| Aim |
Could you copy out everything in the listing below from the line containing "of the building" down to the line containing "<point>125,763</point>", swapping "pin" for "marker" wherever it occurs and leaving the rest untouched?

| Data supplied |
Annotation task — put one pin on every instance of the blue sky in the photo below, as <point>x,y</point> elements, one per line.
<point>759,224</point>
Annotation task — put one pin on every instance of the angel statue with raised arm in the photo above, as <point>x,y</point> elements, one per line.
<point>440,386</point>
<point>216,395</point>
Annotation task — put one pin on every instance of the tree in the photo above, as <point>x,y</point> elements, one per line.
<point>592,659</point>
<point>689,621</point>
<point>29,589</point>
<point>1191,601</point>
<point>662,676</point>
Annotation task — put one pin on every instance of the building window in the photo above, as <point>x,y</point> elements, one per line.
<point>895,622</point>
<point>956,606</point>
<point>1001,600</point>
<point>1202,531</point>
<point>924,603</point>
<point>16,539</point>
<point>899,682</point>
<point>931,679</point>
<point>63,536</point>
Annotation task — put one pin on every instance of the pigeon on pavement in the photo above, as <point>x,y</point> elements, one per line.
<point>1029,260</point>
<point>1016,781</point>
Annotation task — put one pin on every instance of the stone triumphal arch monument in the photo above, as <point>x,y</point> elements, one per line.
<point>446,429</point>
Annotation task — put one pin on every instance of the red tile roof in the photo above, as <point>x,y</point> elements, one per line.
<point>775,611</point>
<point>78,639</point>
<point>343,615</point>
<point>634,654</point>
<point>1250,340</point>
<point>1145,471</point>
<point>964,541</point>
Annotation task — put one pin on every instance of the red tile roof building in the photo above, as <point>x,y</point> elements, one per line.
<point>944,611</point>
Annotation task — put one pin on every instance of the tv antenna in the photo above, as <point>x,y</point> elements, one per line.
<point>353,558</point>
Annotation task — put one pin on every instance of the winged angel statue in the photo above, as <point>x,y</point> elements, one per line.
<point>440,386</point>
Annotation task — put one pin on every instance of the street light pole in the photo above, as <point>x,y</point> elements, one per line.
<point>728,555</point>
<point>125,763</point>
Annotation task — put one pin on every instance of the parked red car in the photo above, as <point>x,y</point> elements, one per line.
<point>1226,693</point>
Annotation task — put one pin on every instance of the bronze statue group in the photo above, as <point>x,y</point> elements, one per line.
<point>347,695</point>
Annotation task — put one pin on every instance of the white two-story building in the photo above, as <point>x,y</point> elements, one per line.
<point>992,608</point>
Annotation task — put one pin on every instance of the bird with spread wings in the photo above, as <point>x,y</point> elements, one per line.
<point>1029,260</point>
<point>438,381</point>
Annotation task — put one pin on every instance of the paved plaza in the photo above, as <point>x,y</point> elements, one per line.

| Answer to the task |
Annotation task — put one marker on every instance of the building window in the photo above, as <point>x,y</point> elements, one per line.
<point>895,622</point>
<point>956,606</point>
<point>1001,600</point>
<point>1202,531</point>
<point>924,603</point>
<point>16,539</point>
<point>899,682</point>
<point>931,679</point>
<point>63,536</point>
Annotation task — put one marker on every instance of the pigeon on pavement in the photo above, as <point>x,y</point> elements, one per line.
<point>1029,260</point>
<point>1016,781</point>
Annotation task — put one marker on every instance of the stone triumphal arch monument in the photo above, as <point>x,y</point> elements, one per line.
<point>446,429</point>
Annotation task — put one marker on every instance of the red tile roof in the photo above, as <point>x,y</point> elements, one per line.
<point>775,611</point>
<point>78,639</point>
<point>343,615</point>
<point>634,654</point>
<point>1250,340</point>
<point>1145,471</point>
<point>964,541</point>
Annotation task — put one marker on every instance of the red tile roof building in the photo above, as <point>x,y</point> elements, one per line.
<point>944,611</point>
Annotation task — put one marker on every instance of the tv antenna in the photo above, as <point>x,y</point> elements, one per line.
<point>353,558</point>
Annotation task — put one marker on every instance of the winged angel statue in the photo above, as <point>x,y</point> elements, one per line.
<point>440,386</point>
Annotation task — put one marker on every instance of the street light pole in the photo above, as <point>x,y</point> elements, one per line.
<point>728,555</point>
<point>125,763</point>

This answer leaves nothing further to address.